Extract:
____
I started out replacing the things that seemed obvious. Clearly ‘server’ is referring to the Java executable and I knew what the CLASSPATH was supposed to be based on my investigation with the script I created above. I didn’t know why I needed the LD_LIBRARY_PATH so I just took that out (mistake, and we’ll see why later).  I created a file with the following path: /etc/xinetd.d/nodemgrsvc.  I configured it as follows, but it didn’t work:


# default: off
# description:nodemanager as a service
service nodemgrsvc
{
  type = UNLISTED
  disable = no
  socket_type = stream
  protocol = tcp
  wait = yes
  user = oracle
  port = 5556
  flags = NOLIBWRAP
  log_on_success += DURATION HOST USERID
  server = /labs/wls1035/jrockit_160_24_D1.1.2-4/jre/bin/java
  env = CLASSPATH=/labs/wls1035/patch_wls1035/profiles/default/sys_manifest_classpath/weblogic_patch.jar:/labs/wls1035/patch_ocp360/profiles/default/sys_manifest_classpath/weblogic_patch.jar:/labs/wls1035/jrockit_160_24_D1.1.2-4/lib/tools.jar:/labs/wls1035/wlserver_10.3/server/lib/weblogic_sp.jar:/labs/wls1035/wlserver_10.3/server/lib/weblogic.jar:/labs/wls1035/modules/features/weblogic.server.modules_10.3.5.0.jar:/labs/wls1035/wlserver_10.3/server/lib/webservices.jar:/labs/wls1035/modules/org.apache.ant_1.7.1/lib/ant-all.jar:/labs/wls1035/modules/net.sf.antcontrib_1.1.0.0_1-0b2/lib/ant-contrib.jar
  server_args = -DNodeManagerHome=/labs/wls1035/wlserver_10.3/common/nodemanager/ -Xms32m -Xmx200m -DListenPort=5556 -Djava.security.policy=/labs/wls1035/wlserver_10.3/server/lib/weblogic.policy -Dweblogic.nodemanager.javaHome=/labs/wls1035/jrockit_160_24_D1.1.2-4 weblogic.NodeManager -v
}

In order to see what was going on here, I looked at the <NODEMGR_HOME>/nodemanager.log file and found this exception:


<Aug 21, 2011 10:21:39 AM> <SEVERE> <Fatal error in node manager server>
weblogic.nodemanager.common.ConfigException: Native version is enabled but nodemanager native library could not be loaded
        at weblogic.nodemanager.server.NMServerConfig.initProcessControl(NMServerConfig.java:249)
____
Directive A:
Answer these questions from the node manager excerpt:
(i) At what path was the new configuration file created?
(ii) Which port number does the service configuration specify?
(iii) Which environment variable was taken out because its purpose was unclear?
Directive B: Carry the node manager excerpt forward from its final line.
The data is not needed for anything here.

Material supplied:
____
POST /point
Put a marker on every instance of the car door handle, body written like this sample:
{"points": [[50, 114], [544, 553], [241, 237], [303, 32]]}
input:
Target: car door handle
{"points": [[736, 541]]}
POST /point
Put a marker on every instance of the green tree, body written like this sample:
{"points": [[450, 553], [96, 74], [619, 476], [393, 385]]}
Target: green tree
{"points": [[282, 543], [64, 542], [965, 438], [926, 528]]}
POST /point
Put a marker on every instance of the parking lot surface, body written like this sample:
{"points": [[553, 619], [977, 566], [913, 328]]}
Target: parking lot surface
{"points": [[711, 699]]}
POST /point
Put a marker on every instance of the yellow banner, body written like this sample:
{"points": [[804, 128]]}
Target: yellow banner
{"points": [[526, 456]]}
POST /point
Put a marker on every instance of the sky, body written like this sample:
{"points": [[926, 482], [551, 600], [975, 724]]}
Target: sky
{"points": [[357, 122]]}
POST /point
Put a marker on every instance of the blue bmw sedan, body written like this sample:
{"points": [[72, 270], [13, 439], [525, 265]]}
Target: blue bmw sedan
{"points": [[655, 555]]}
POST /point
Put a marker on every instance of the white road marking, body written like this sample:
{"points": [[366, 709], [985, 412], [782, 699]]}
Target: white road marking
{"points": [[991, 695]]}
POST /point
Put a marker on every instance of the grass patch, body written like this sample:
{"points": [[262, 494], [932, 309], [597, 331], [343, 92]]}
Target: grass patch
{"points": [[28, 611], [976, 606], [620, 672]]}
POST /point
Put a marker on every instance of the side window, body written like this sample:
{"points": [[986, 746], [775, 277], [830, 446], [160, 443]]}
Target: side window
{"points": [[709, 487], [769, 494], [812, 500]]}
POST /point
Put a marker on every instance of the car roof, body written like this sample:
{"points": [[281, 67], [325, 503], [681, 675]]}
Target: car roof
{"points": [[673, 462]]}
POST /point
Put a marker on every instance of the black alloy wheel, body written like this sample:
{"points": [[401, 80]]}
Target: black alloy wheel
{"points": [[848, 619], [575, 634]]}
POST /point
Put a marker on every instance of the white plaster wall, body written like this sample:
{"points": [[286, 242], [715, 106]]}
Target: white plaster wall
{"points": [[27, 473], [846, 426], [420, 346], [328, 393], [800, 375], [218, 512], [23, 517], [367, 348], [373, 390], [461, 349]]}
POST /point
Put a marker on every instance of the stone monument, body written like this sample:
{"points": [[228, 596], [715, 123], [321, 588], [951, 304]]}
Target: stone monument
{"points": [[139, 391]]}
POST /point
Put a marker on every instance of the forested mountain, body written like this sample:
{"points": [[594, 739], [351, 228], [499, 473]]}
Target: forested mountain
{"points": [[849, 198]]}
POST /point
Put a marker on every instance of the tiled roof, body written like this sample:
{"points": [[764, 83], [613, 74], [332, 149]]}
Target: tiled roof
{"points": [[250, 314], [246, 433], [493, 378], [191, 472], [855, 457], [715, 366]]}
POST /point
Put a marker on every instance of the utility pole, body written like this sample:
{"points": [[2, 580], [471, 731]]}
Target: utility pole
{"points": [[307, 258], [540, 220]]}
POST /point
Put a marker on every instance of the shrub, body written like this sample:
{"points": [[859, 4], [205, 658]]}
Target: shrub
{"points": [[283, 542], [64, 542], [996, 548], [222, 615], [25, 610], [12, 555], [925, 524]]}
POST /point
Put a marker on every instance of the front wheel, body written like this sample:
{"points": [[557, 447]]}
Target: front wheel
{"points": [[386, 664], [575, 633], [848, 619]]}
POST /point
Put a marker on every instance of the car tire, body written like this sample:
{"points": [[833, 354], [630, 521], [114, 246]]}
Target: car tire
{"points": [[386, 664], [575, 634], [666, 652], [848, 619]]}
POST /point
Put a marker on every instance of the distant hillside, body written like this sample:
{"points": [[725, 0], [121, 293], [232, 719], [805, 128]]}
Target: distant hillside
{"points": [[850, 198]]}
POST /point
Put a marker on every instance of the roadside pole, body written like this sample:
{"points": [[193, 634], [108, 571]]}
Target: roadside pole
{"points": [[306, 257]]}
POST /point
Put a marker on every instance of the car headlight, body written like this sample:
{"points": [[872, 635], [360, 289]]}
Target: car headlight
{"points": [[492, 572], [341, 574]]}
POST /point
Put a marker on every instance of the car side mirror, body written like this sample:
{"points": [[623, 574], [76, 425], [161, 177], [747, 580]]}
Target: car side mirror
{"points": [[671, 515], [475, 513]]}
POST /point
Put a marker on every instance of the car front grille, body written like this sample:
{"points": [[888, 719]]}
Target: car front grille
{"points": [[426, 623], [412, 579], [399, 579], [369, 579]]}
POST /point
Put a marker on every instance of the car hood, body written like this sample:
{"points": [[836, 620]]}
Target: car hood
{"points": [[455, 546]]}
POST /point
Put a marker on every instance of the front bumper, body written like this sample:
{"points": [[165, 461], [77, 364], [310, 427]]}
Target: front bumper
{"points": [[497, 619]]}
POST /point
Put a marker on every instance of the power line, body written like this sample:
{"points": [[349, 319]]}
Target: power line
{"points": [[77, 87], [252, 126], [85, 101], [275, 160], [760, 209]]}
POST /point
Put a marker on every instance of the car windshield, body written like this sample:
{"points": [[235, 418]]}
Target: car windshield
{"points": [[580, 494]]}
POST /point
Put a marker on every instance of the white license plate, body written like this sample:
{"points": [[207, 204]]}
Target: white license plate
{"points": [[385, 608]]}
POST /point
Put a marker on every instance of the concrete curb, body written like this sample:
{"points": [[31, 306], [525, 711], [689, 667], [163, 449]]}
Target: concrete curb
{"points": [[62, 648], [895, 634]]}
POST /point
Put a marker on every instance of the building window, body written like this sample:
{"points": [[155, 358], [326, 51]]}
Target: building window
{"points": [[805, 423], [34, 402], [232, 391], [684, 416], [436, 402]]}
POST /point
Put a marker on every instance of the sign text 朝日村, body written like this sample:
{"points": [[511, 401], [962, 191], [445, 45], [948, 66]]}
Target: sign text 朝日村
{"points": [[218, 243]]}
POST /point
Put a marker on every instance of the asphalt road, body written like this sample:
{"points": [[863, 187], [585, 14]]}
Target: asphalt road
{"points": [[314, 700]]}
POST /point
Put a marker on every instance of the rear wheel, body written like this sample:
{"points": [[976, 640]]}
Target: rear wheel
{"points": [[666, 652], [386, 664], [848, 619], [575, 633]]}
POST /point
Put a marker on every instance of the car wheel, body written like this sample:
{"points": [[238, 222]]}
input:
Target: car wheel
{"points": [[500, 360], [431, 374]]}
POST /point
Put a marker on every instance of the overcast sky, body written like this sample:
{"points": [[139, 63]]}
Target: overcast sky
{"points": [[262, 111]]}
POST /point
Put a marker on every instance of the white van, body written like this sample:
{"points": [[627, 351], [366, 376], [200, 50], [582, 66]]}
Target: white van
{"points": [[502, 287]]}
____
Answer A:
(i) /etc/xinetd.d/nodemgrsvc
(ii) 5556
(iii) LD_LIBRARY_PATH

Answer B:
        at weblogic.nodemanager.server.NMServerConfig.<init>(NMServerConfig.java:190)
        at weblogic.nodemanager.server.NMServer.init(NMServer.java:182)
        at weblogic.nodemanager.server.NMServer.<init>(NMServer.java:148)
        at weblogic.nodemanager.server.NMServer.main(NMServer.java:375)
        at weblogic.NodeManager.main(NodeManager.java:31)
Caused by: java.lang.UnsatisfiedLinkError: no nodemanager in java.library.path
        at java.lang.ClassLoader.loadLibrary(ClassLoader.java:1737)
        at java.lang.Runtime.loadLibrary0(Runtime.java:823)
        at java.lang.System.loadLibrary(System.java:1029)
        at weblogic.nodemanager.util.UnixProcessControl.<init>(UnixProcessControl.java:25)
        at weblogic.nodemanager.util.ProcessControlFactory.getProcessControl(ProcessControlFactory.java:22)
        at weblogic.nodemanager.server.NMServerConfig.initProcessControl(NMServerConfig.java:247)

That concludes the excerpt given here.